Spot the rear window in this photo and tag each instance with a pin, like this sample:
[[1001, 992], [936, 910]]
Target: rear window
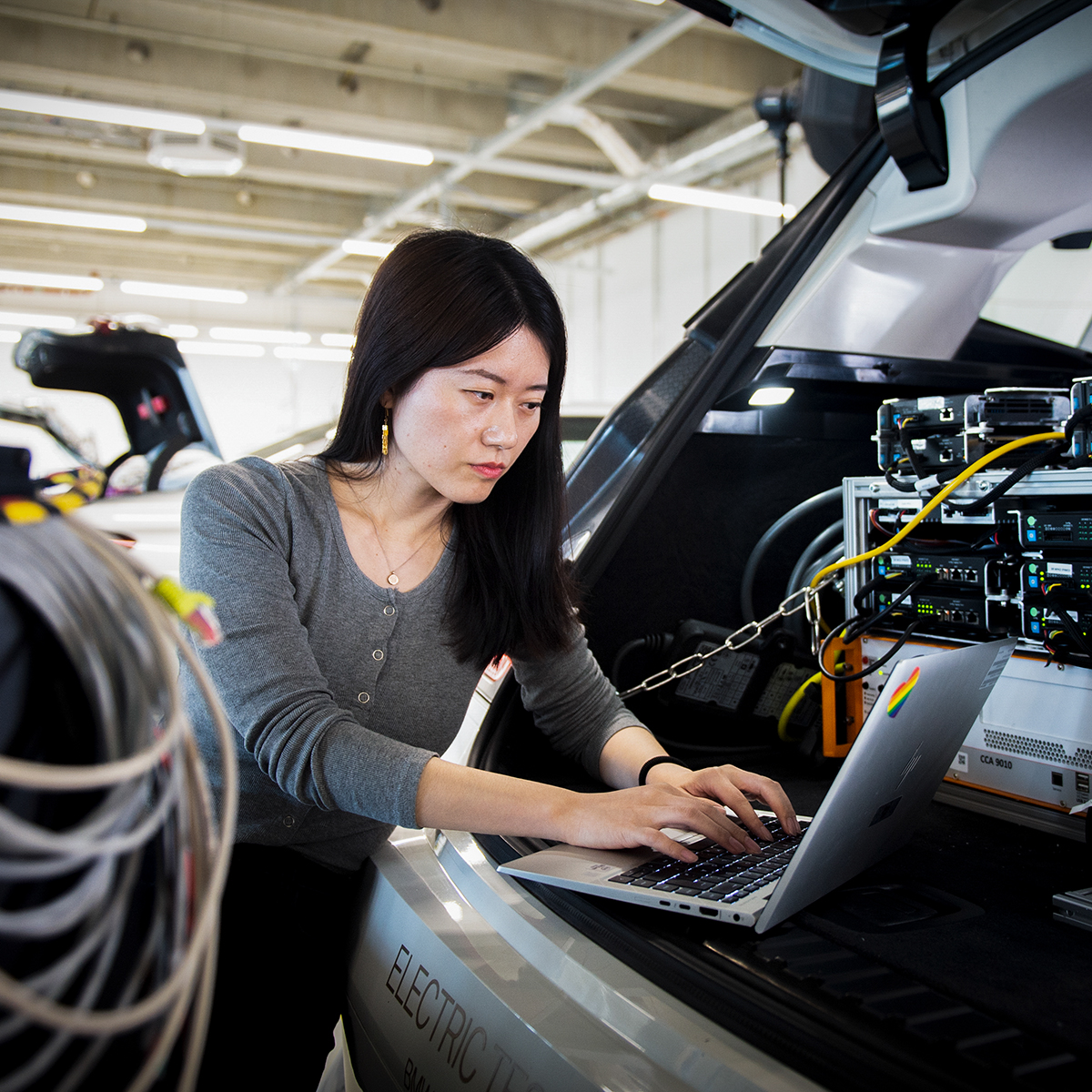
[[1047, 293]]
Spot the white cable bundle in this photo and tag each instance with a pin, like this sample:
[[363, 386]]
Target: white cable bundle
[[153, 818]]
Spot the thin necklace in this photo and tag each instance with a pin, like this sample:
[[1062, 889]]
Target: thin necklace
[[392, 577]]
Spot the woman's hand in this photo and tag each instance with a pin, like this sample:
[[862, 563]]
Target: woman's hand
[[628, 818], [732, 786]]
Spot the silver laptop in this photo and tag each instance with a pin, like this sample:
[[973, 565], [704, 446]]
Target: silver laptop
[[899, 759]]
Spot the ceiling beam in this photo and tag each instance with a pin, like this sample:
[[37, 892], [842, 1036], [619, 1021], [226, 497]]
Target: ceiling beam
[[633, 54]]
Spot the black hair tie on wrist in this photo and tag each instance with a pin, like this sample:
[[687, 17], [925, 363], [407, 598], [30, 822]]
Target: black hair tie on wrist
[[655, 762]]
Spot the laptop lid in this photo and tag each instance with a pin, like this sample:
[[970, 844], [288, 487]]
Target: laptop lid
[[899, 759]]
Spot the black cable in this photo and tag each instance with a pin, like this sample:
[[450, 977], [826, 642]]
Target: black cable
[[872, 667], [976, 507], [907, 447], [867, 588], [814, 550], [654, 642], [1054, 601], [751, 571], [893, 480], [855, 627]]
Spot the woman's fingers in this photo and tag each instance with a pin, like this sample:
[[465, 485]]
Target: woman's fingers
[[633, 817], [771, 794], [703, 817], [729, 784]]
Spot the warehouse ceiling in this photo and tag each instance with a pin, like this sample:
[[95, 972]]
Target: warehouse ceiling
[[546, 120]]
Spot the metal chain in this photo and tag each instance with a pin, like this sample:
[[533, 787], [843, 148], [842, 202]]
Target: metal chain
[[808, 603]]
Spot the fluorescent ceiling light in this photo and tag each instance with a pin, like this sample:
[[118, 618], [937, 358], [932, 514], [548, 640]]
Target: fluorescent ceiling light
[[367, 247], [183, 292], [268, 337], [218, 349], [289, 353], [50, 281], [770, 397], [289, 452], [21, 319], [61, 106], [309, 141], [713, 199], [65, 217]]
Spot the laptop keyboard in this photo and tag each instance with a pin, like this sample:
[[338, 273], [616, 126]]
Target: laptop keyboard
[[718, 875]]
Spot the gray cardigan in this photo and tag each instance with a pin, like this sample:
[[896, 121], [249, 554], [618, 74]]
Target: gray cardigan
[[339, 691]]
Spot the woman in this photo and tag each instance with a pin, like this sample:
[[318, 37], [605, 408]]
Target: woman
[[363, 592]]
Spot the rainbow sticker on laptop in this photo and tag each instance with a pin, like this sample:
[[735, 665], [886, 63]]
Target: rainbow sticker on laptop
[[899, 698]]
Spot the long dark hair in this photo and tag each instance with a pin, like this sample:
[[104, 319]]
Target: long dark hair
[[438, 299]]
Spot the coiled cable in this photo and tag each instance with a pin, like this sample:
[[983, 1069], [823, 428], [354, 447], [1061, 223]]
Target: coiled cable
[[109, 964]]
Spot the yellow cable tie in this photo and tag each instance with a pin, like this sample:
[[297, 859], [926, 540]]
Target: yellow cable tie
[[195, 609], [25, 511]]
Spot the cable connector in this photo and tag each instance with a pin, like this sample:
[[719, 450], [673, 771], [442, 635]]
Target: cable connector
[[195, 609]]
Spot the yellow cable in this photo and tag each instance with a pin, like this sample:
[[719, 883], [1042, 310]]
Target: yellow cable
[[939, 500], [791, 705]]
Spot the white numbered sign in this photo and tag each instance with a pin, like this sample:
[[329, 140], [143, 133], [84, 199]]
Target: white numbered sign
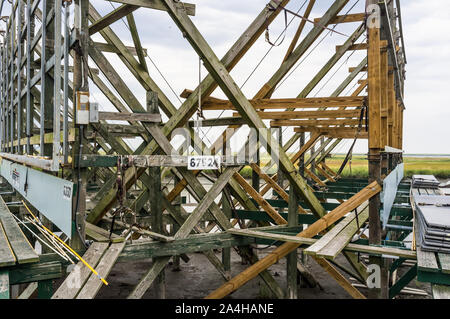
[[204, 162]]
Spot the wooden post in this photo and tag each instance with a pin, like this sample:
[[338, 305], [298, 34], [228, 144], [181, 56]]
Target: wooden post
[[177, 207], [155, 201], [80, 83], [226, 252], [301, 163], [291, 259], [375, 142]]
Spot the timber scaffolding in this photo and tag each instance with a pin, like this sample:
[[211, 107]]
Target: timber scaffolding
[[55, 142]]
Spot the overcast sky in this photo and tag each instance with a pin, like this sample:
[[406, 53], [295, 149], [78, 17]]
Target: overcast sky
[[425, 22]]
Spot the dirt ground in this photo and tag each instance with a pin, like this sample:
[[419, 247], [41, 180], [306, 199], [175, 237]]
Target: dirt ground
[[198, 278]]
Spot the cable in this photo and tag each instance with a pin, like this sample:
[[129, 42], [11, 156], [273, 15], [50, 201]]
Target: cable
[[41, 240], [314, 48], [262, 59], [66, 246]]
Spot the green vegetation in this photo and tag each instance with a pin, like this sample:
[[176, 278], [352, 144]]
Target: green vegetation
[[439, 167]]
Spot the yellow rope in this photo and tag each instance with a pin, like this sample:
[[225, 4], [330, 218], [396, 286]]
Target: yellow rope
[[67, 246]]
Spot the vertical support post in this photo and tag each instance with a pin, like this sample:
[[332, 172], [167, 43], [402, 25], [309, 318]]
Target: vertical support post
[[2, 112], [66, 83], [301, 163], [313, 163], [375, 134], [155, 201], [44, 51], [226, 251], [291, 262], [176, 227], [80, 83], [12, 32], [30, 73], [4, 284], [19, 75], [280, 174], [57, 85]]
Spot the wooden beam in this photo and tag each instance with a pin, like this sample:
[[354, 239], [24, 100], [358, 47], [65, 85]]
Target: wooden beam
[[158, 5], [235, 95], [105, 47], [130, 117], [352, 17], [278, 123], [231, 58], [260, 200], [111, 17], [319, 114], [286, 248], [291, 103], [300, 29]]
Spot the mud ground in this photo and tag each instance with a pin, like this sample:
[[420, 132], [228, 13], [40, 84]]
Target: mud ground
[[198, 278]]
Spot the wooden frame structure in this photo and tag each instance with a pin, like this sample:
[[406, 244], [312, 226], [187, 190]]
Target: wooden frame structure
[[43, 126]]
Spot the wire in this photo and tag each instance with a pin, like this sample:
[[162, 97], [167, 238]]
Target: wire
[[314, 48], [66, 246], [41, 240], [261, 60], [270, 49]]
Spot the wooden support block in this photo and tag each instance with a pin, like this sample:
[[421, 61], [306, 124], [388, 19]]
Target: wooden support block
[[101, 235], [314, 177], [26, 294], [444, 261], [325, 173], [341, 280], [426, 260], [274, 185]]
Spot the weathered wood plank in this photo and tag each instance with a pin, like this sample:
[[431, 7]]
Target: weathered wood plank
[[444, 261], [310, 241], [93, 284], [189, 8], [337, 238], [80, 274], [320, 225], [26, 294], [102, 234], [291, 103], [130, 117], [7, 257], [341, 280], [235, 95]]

• To be done
Format all of the data above as a JSON list of strings, one string per line, with blank lines dropped. Omit the picture lines.

• Written solution
[
  "Spot the rear window in this photo and tag each instance with a pin, like this sample:",
  "[[1001, 992], [936, 910]]",
  "Target: rear window",
  "[[1047, 293]]",
  "Spot the white cable bundle in this photo and tag each instance with a pin, like this sample:",
  "[[363, 386]]",
  "Target: white cable bundle",
  "[[153, 818]]",
  "Spot the thin necklace in this photo and tag each instance with a pin, like this sample:",
  "[[1062, 889]]",
  "Target: thin necklace",
  "[[392, 577]]",
  "Spot the woman's hand in this photo and tag each instance with a pin, like this sample:",
  "[[862, 563]]",
  "Target: woman's hand",
  "[[628, 818], [732, 786]]",
  "Spot the silver laptop in this photo and tag each instance with a pin, like this sample:",
  "[[973, 565], [704, 446]]",
  "Target: silver laptop",
  "[[899, 759]]",
  "Spot the ceiling beam in this photo and tag each instance with a pin, like this sample:",
  "[[37, 892], [842, 1036], [619, 1021], [226, 497]]",
  "Target: ceiling beam",
  "[[633, 54]]",
  "Spot the black hair tie on wrist in this photo and tag each instance with a pin, like this sample:",
  "[[687, 17], [925, 363], [407, 598], [30, 822]]",
  "Target: black hair tie on wrist",
  "[[655, 762]]",
  "Spot the laptop lid in this photo and tag each instance with a pin, like this sample:",
  "[[970, 844], [288, 487]]",
  "Target: laptop lid",
  "[[899, 759]]",
  "Spot the black cable in this photo and tag each instance with a pin, like this sample:",
  "[[450, 977], [826, 642]]",
  "Target: black cable",
  "[[872, 667], [976, 507], [907, 447], [867, 588], [814, 550], [654, 642], [1054, 601], [751, 571], [893, 480], [855, 627]]",
  "Spot the woman's fingers in this photo and tag each instance with a pin, like this sample:",
  "[[465, 485]]",
  "Target: woman's fingers",
  "[[633, 817], [771, 794], [703, 817], [729, 784]]",
  "Spot the warehouse ceiling in this photo and tag each instance with a pin, like this sample:",
  "[[95, 972]]",
  "Target: warehouse ceiling",
  "[[546, 120]]",
  "Spot the metal chain in this photo and tag each instance with a pin, like this sample:",
  "[[533, 787], [843, 148], [842, 202]]",
  "Target: metal chain",
  "[[808, 603]]",
  "Spot the fluorescent ceiling light in this photo and tag each instance with a pin, like this sample:",
  "[[118, 618], [937, 358], [932, 514], [548, 640]]",
  "Target: fluorescent ceiling light",
  "[[367, 247], [183, 292], [268, 337], [218, 349], [289, 353], [50, 281], [770, 397], [289, 452], [21, 319], [61, 106], [309, 141], [713, 199], [65, 217]]",
  "Spot the laptop keyboard in this photo and tag each instance with a pin, like this sample:",
  "[[338, 273], [616, 126]]",
  "Target: laptop keyboard",
  "[[718, 875]]",
  "Spot the gray cardigan in this photo and tag each instance with a pin, like this sample:",
  "[[896, 121], [249, 554], [618, 74]]",
  "Target: gray cardigan",
  "[[339, 691]]",
  "Spot the woman in this photo and tag each instance with a pin, like this sample:",
  "[[318, 37], [605, 408]]",
  "Target: woman",
  "[[363, 592]]",
  "Spot the rainbow sticker on laptop in this photo and tag each instance with a pin, like this sample:",
  "[[735, 665], [886, 63]]",
  "Target: rainbow sticker on laptop",
  "[[899, 698]]",
  "Spot the long dark hair in this photo and tag each instance with a pin, like this sample:",
  "[[104, 319]]",
  "Target: long dark hair",
  "[[438, 299]]",
  "Spot the coiled cable in this photo and tag each instance with a pin, like this sample:",
  "[[983, 1069], [823, 428], [354, 447], [1061, 223]]",
  "Target: coiled cable",
  "[[109, 964]]",
  "Spot the yellow cable tie in this photo and tag each instance with a pin, like this sample:",
  "[[297, 859], [926, 540]]",
  "Target: yellow cable tie",
  "[[195, 609], [25, 511]]",
  "Spot the cable connector in this photo and tag each instance with a pin, like this sample:",
  "[[719, 450], [673, 771], [442, 635]]",
  "Target: cable connector",
  "[[195, 609]]",
  "Spot the yellow cable in this photo and tag each instance with a pin, like this sample:",
  "[[719, 883], [1042, 310]]",
  "Target: yellow cable",
  "[[939, 500], [791, 705]]",
  "Spot the white numbered sign in this photo and tag each instance with a pin, like this sample:",
  "[[329, 140], [143, 133], [84, 199]]",
  "Target: white numbered sign",
  "[[204, 162]]",
  "Spot the wooden post in this photo and tag each instance with a pin, like this sample:",
  "[[338, 305], [298, 34], [228, 144], [181, 56]]",
  "Target: wooden post",
  "[[177, 207], [155, 201], [80, 83], [226, 252], [301, 163], [291, 259], [375, 142]]",
  "Spot the timber scaffolding in this photo and tag each instance with a pin, like this sample:",
  "[[211, 107]]",
  "Target: timber scaffolding",
  "[[55, 142]]",
  "Spot the overcast sky in this photo and tag each instance with a pin, like this sample:",
  "[[406, 53], [295, 149], [78, 17]]",
  "Target: overcast sky",
  "[[425, 22]]",
  "Spot the dirt ground in this photo and tag each instance with a pin, like this sample:",
  "[[419, 247], [41, 180], [306, 199], [175, 237]]",
  "Target: dirt ground",
  "[[198, 278]]",
  "Spot the cable in this photo and tag each instance with a pin, like this sample:",
  "[[129, 42], [11, 156], [273, 15], [50, 201]]",
  "Target: cable",
  "[[41, 240], [314, 48], [262, 59], [66, 246]]",
  "Spot the green vegetation in this photo and tag each instance with a pin, like this sample:",
  "[[176, 278], [352, 144]]",
  "Target: green vegetation",
  "[[439, 167]]",
  "Spot the yellow rope in this photo and tag each instance with a pin, like this sample:",
  "[[225, 4], [330, 218], [396, 286]]",
  "Target: yellow rope",
  "[[67, 246]]",
  "Spot the vertical support post in this photo and tag each instance with a pin, like this sample:",
  "[[332, 172], [167, 43], [402, 25], [309, 318]]",
  "Target: vertical support post",
  "[[2, 112], [66, 83], [301, 163], [313, 163], [375, 134], [155, 201], [44, 51], [226, 251], [291, 262], [176, 227], [80, 83], [12, 32], [30, 73], [4, 284], [19, 75], [280, 174], [57, 85]]",
  "Spot the wooden beam in this photo and tag each instance with a pin, like this sample:",
  "[[354, 239], [24, 100], [358, 47], [65, 85]]",
  "Target: wooden beam",
  "[[158, 5], [235, 95], [105, 47], [130, 117], [352, 17], [278, 123], [231, 58], [260, 200], [111, 17], [319, 114], [286, 248], [291, 103], [300, 29]]",
  "Spot the mud ground in this photo and tag each instance with a pin, like this sample:",
  "[[420, 132], [228, 13], [40, 84]]",
  "Target: mud ground",
  "[[198, 278]]",
  "Spot the wooden frame structure in this photo and tag each instance with a pin, like this sample:",
  "[[406, 244], [312, 226], [187, 190]]",
  "Target: wooden frame structure",
  "[[43, 126]]",
  "Spot the wire in this photo and tag each instance with a pin, like this sample:",
  "[[162, 97], [167, 238]]",
  "Target: wire",
  "[[314, 48], [66, 246], [41, 240], [261, 60], [270, 49]]",
  "Spot the wooden support block in this photo and tag each instance with a pin, like this sample:",
  "[[421, 61], [306, 124], [388, 19]]",
  "Target: wooden support block",
  "[[101, 235], [314, 177], [26, 294], [444, 261], [325, 173], [341, 280], [426, 260], [274, 185]]",
  "Spot the weathered wood plank in this photo and tag each instance with a pin, like this sample:",
  "[[431, 7]]",
  "Target: weathered wood plank",
  "[[444, 261], [310, 241], [93, 284], [189, 8], [337, 238], [80, 274], [320, 225], [26, 294], [102, 234], [291, 103], [130, 117], [7, 257], [341, 280], [235, 95]]"
]